• **Text provided**
Microplastics are tiny bits of plastic, typically smaller than five millimeters across. A 2017 report from the International Union for Conservation of Nature concluded that 1.4 million tonnes of microplastic are dumped into the ocean per year—the equivalent of one plastic grocery bag for every person on the planet each week. The effects of all this pollution isn’t well understood, though these plastics are known to make their way into the food chain.

Pearce says he expected to find hundreds or even thousands of microplastics in each oyster or clam. In the end, he and his colleagues found an average of less than one piece of plastic per shellfish. There was no difference between farmed and wild sites, indicating that aquaculture nets and floats probably aren’t a big source of microplastics—at least at the studied sites.

“It makes me feel better, at least about eating our local shellfish,” says Sarah Dudas, an ecologist at the University of Victoria who worked on the study. But the research also showed the ubiquity of microplastics. “They’re absolutely everywhere. Even in areas that look pristine.”

The new results come on the heels of work by Leah Bendell, an ecotoxicologist at Simon Fraser University in Burnaby, British Columbia. This past May, she reported “alarmingly high” amounts of microplastics in the seafloor sediment in a prime oyster farming region near Denman Island, just off Vancouver Island, prompting calls for further investigation into the region’s shellfish.

• **Data listing**
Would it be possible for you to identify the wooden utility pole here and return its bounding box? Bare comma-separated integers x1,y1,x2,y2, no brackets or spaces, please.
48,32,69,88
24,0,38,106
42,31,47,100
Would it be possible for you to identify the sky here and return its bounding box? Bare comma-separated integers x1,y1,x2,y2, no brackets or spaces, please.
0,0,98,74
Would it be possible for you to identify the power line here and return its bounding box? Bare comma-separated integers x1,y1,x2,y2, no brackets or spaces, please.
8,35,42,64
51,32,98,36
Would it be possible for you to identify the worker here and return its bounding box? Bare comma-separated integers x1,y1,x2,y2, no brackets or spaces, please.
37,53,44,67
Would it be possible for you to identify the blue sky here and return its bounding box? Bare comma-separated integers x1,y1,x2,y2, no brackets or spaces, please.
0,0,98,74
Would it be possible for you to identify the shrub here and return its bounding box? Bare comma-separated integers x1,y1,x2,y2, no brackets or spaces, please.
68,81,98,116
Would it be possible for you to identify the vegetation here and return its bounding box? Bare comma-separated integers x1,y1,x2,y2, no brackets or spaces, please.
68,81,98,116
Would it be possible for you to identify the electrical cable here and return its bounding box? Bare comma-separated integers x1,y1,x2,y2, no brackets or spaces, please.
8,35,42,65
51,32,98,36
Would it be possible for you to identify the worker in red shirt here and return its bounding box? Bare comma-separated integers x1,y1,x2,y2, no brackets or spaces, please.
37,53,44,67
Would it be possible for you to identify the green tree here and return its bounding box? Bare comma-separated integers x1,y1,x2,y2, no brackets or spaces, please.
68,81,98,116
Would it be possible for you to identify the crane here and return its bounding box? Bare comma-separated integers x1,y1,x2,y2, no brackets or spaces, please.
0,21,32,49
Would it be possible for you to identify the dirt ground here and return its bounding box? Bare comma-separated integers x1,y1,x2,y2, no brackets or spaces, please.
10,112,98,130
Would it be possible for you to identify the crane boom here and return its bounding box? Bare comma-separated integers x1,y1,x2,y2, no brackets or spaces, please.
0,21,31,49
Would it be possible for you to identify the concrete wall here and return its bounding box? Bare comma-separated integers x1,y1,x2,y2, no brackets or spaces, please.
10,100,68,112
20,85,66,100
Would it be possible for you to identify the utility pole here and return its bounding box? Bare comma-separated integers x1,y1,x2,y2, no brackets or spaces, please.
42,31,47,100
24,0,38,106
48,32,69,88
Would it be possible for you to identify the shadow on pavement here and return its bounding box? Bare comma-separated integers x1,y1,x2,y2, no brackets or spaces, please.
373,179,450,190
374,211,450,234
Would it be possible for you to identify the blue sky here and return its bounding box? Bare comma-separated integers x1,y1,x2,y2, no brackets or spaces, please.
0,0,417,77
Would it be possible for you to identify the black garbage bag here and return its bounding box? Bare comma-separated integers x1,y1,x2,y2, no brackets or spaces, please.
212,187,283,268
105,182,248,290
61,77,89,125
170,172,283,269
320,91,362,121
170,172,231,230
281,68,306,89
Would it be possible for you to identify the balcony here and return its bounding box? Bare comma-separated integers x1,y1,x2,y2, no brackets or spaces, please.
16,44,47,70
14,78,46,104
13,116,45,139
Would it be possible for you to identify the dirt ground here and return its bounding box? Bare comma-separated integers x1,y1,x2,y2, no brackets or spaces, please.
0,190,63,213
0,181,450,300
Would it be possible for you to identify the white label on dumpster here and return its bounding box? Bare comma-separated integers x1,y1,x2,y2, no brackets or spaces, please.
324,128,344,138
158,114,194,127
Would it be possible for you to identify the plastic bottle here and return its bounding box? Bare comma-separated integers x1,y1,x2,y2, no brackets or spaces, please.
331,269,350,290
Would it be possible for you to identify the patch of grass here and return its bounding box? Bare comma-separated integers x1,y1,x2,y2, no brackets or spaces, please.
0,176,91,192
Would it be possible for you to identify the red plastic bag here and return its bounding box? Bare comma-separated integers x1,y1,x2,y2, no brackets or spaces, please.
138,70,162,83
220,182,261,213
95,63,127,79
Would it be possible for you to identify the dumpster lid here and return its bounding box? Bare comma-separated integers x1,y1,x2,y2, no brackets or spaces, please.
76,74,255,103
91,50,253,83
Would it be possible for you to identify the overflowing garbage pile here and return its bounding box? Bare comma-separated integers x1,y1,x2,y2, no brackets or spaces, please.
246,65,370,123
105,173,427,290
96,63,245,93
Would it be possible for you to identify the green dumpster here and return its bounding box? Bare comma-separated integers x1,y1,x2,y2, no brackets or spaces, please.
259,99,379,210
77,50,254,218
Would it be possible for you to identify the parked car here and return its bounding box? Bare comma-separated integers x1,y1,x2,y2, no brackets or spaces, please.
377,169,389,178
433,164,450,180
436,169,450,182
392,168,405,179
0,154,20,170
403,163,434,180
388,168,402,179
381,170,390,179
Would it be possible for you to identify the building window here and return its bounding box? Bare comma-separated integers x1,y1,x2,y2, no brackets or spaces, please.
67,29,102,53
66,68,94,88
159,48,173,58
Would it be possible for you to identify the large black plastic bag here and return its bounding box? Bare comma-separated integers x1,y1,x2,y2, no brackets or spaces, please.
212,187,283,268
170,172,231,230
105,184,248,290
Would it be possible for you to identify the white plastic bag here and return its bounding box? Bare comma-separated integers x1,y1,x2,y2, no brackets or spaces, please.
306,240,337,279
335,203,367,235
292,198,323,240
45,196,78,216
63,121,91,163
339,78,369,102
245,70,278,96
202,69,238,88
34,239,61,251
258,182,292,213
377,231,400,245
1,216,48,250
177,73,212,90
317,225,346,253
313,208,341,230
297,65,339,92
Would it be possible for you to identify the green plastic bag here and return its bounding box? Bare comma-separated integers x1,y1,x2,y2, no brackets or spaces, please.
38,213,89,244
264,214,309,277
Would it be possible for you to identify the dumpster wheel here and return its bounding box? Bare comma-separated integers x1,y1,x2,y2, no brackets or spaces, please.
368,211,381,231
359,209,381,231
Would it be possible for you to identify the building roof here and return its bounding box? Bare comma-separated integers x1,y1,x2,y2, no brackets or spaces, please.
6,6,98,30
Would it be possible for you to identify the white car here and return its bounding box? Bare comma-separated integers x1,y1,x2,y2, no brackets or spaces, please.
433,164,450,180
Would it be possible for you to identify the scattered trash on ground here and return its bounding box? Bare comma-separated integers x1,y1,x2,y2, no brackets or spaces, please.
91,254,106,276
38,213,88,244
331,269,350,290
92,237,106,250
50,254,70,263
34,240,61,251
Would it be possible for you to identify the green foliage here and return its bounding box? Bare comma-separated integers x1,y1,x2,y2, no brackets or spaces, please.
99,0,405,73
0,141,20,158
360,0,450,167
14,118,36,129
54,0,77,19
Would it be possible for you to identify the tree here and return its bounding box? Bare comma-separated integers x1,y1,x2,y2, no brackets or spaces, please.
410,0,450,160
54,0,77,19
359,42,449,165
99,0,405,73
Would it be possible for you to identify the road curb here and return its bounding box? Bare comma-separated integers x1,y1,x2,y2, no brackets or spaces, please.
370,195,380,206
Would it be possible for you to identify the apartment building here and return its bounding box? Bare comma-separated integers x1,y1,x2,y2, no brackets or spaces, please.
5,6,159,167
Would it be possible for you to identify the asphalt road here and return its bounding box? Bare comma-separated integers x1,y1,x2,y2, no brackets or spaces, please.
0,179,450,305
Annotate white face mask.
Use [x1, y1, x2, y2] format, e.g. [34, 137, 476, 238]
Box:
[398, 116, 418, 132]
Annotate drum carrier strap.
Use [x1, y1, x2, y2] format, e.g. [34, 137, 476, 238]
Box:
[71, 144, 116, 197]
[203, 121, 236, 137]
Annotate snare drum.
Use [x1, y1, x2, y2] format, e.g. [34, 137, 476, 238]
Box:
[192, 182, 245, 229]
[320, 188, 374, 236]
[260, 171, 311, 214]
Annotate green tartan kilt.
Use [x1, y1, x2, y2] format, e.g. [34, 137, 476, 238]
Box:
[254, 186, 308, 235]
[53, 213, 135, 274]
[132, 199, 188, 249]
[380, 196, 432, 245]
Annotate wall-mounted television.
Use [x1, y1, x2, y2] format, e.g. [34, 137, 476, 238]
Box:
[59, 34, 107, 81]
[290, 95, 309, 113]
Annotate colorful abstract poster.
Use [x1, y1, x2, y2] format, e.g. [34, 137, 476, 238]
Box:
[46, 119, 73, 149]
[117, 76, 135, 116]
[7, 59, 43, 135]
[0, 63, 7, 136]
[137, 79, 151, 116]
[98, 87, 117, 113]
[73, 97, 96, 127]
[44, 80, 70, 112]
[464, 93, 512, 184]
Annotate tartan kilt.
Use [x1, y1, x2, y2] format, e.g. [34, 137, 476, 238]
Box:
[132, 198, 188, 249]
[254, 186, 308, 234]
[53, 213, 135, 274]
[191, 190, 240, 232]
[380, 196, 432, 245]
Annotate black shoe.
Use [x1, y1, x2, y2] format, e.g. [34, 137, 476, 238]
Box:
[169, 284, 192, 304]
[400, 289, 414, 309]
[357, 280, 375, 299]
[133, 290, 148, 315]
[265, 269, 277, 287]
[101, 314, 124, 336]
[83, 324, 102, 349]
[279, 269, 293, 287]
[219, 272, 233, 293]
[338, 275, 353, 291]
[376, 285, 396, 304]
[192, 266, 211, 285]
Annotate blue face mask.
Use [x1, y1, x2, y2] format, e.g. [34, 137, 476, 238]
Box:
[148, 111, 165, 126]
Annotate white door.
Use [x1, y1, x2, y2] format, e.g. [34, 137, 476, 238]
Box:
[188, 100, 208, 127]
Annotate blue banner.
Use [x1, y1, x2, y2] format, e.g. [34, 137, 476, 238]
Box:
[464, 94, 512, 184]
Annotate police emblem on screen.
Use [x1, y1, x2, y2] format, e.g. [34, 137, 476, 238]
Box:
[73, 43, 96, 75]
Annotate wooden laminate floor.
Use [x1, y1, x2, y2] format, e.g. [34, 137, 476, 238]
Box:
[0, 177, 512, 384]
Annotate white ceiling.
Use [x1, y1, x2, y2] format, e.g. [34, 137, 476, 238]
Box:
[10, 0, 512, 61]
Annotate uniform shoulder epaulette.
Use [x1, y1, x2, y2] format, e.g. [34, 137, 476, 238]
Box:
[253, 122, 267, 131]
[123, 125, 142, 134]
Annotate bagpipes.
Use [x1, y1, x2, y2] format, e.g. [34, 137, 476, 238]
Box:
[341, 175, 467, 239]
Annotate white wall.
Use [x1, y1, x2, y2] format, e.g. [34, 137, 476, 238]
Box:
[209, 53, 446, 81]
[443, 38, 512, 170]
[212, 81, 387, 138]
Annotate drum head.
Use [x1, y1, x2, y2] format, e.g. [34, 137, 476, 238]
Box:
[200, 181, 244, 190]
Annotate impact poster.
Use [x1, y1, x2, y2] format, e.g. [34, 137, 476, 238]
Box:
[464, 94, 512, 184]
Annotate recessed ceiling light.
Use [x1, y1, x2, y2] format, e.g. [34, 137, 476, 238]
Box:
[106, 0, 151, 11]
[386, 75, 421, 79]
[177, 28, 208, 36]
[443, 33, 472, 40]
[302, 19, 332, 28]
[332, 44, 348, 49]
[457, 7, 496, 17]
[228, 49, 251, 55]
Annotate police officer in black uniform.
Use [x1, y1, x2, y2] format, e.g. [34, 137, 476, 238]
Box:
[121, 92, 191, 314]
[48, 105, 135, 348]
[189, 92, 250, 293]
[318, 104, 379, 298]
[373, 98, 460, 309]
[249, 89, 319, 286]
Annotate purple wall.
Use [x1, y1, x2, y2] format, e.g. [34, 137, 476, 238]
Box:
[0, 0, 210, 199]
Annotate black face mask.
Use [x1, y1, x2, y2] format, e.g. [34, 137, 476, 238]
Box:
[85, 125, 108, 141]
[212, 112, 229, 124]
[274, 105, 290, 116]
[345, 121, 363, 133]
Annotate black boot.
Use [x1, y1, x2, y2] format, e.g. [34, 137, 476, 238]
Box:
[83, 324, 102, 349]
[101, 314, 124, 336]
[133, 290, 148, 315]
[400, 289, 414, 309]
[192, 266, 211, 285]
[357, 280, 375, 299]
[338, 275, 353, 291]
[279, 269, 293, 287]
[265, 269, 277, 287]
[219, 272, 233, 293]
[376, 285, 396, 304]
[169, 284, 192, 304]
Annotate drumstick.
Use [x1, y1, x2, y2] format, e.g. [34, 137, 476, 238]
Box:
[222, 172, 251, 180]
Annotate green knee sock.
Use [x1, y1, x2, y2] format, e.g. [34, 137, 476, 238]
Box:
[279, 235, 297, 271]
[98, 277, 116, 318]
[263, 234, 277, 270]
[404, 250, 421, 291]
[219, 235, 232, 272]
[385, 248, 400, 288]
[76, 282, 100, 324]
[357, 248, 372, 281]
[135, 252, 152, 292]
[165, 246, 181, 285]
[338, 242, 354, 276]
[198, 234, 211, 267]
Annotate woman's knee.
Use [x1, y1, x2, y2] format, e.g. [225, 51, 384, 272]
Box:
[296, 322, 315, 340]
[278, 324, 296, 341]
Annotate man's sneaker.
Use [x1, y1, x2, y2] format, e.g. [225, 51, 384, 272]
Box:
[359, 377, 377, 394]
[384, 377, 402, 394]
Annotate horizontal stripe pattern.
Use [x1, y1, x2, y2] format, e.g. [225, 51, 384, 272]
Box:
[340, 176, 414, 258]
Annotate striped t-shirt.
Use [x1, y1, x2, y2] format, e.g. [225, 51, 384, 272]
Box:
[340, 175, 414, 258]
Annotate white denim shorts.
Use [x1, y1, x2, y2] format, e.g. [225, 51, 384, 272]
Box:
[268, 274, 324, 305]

• **Task requirements**
**a.** According to the passage on microplastics in shellfish, what average amount of plastic did Pearce and his colleagues find in each shellfish?
**b.** Resume the passage on microplastics in shellfish, writing on from its final sentence.

• **Set of answers**
**a.** Less than one piece of plastic per shellfish.

**b.**
The researchers collected a range of tiny microplastic fibers from the shellfish. Photos by Garth Covernton

One of Bendell’s graduate students, Cassandra Murphy, also found high rates of plastic pollution in the region. In her recently completed doctoral thesis investigating British Columbia’s shellfish at sites along Vancouver Island, from Quadra Island to the Puget Sound, Murphy found between six and 650 pieces of microplastic per gram of shellfish—the top end being higher than any previously reported levels. The DFO results work out to less than two particles per gram.

Dudas cannot account for the discrepancy, though it may be due to differences in technique. Murphy’s research, Dudas notes, reports much smaller plastic particles than her team was comfortable identifying using their approach. Bendell notes that the amount of plastic might vary a lot even within short distances; it may be that the specific sites she and Murphy looked at simply had more plastic than the ones investigated by DFO.

But the most striking thing about the DFO research was how little of the contaminant material turned out to be plastic. When the DFO team sent samples to the Vancouver Aquarium for close chemical analysis, only six of the 27 fibers suspected to be microplastics were plastic. The rest turned out to be fibers such as cotton or rayon. “It all just looks like laundry lint under the microscope,” says Dudas.

Pearce suspects other scientists may have mistaken nonplastic contaminants for plastic in their research. “Most certainly, people have been visually identifying things as microplastics that are probably not,” says Pearce.

There are other reasons scientists may be overestimating the extent of plastic pollution as well, he says. Some contaminants may be particles shed from researchers’ clothing. In 2015, for example, a study found that the synthetic particles supposedly found in German beer and honey were likely contaminants from the lab.

Bendell thinks more recent studies are likely more accurate. “People are getting much better at this,” she says. Murphy’s study, in particular, found a lot of plastic microbeads, which are much easier to properly identify than fibers.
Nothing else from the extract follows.